◆ Quoted passage ◆
____

I will continue to discuss industrial strategy in more detail before touching more briefly, due to time constraints, on consumer issues. I do not think that the Business Secretary would disagree that in opposition he did not really share our view of the need for an active industrial strategy or even of the need for a Department, which he now runs, to be its champion—he argued for his own Department to be abolished at the time. After two years in government, however, he appears to have come round to our way of thinking, and we saw his embryonic industrial strategy published last September.

An industrial strategy consists of different elements. I have welcomed some of the sector-specific interventions that the Business Secretary has announced since the Queen’s Speech—in aerospace and with the ongoing interventions and assistance in automotive—and we will scrutinise the Bills in the Queen’s Speech closely to ensure that they support those key sectors. Another such sector is our creative industries, which were disappointed not to see a communications Bill in the programme for this Session. The point is that so much of what we have seen coming from his Department or the Treasury has been rather “piecemeal”—to use the Secretary of State’s own language—and does not meet the scale of the task at hand. As ever with this Government, if we speak to any business organisation, we hear that the problem is one of delivery.

____

◆ Listed entries ◆
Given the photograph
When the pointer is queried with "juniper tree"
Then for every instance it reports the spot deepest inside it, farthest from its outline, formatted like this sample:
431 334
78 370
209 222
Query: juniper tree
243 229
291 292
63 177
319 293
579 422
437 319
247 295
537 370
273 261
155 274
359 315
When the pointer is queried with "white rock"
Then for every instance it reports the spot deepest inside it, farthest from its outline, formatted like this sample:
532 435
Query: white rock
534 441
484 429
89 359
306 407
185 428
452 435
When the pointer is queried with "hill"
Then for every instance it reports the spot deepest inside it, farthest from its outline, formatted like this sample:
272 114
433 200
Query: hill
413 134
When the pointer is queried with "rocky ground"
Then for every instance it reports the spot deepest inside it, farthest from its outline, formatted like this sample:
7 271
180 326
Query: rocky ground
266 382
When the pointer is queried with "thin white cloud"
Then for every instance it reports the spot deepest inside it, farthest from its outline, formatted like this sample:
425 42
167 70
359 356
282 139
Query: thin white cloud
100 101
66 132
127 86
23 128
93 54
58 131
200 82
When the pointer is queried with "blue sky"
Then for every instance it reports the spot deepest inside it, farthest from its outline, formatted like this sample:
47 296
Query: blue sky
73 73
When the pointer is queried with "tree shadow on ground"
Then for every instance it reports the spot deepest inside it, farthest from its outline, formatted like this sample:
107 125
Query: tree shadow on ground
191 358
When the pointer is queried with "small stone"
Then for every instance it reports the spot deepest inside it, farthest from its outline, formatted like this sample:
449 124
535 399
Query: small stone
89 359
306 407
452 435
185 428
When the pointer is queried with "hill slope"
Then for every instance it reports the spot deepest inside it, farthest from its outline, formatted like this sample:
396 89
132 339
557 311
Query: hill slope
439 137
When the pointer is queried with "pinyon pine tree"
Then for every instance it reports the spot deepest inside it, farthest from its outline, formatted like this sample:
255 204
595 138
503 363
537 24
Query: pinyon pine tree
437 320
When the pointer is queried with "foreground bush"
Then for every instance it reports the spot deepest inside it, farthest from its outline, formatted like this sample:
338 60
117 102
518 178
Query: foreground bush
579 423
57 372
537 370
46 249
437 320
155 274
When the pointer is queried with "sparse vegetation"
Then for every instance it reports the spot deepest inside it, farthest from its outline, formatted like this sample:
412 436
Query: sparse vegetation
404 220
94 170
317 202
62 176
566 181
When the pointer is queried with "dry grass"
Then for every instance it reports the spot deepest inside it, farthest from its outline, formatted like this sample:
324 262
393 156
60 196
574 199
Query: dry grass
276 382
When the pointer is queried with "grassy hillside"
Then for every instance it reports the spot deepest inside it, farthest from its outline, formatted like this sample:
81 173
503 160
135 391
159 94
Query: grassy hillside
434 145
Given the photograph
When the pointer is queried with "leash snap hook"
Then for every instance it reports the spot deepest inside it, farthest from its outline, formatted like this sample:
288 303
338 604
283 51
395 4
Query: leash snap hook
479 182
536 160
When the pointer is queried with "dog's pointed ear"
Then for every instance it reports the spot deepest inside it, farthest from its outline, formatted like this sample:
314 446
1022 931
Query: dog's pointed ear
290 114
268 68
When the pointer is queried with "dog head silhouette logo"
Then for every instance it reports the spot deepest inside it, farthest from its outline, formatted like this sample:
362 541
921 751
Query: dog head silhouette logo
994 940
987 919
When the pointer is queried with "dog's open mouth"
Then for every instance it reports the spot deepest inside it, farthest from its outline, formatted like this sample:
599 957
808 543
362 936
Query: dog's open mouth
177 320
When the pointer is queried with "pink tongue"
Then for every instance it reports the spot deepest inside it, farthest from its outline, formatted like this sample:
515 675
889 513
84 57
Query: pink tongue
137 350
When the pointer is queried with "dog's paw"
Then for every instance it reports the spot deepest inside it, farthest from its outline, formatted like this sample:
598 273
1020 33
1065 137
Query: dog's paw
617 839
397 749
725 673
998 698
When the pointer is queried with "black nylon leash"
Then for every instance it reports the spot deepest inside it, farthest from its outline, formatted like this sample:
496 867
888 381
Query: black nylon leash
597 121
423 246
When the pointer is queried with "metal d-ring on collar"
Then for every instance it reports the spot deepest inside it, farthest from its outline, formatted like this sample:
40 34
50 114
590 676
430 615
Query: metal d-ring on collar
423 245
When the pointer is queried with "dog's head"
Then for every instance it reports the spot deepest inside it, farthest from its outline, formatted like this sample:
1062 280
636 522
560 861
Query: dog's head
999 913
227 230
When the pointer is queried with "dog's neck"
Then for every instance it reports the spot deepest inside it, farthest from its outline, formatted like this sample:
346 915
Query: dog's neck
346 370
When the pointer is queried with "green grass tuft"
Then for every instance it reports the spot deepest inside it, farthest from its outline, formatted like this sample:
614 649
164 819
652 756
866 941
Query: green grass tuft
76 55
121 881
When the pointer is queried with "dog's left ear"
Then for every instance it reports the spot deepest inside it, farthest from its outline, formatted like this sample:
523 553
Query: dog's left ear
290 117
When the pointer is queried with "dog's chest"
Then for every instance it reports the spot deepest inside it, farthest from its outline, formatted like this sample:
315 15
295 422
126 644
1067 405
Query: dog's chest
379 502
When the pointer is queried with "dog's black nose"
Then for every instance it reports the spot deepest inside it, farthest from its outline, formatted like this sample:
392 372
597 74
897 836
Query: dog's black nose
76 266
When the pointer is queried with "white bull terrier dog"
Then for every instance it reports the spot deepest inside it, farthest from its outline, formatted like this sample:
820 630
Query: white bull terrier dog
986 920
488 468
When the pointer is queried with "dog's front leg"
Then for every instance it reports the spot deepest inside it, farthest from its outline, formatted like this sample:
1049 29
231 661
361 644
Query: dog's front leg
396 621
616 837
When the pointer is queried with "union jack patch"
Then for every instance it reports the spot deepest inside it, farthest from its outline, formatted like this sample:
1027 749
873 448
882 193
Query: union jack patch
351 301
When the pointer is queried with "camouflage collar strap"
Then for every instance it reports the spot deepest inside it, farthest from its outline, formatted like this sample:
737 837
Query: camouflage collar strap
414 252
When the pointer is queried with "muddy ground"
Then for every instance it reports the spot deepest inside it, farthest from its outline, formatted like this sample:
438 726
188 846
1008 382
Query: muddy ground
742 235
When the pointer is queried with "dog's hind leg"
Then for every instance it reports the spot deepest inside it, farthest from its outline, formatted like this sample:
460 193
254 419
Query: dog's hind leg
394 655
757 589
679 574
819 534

____

◆ Parts of the exercise ◆
- A) In the speech, what did the Business Secretary argue for while in opposition?
- B) List every industry sector the speech names.
- C) Echo the speech word for word, from "I will continue" up to and including "published last September.".

◆ Results for each task ◆
- A) He argued for his own Department to be abolished.

- B) aerospace, automotive, creative industries

- C)
I will continue to discuss industrial strategy in more detail before touching more briefly, due to time constraints, on consumer issues. I do not think that the Business Secretary would disagree that in opposition he did not really share our view of the need for an active industrial strategy or even of the need for a Department, which he now runs, to be its champion—he argued for his own Department to be abolished at the time. After two years in government, however, he appears to have come round to our way of thinking, and we saw his embryonic industrial strategy published last September.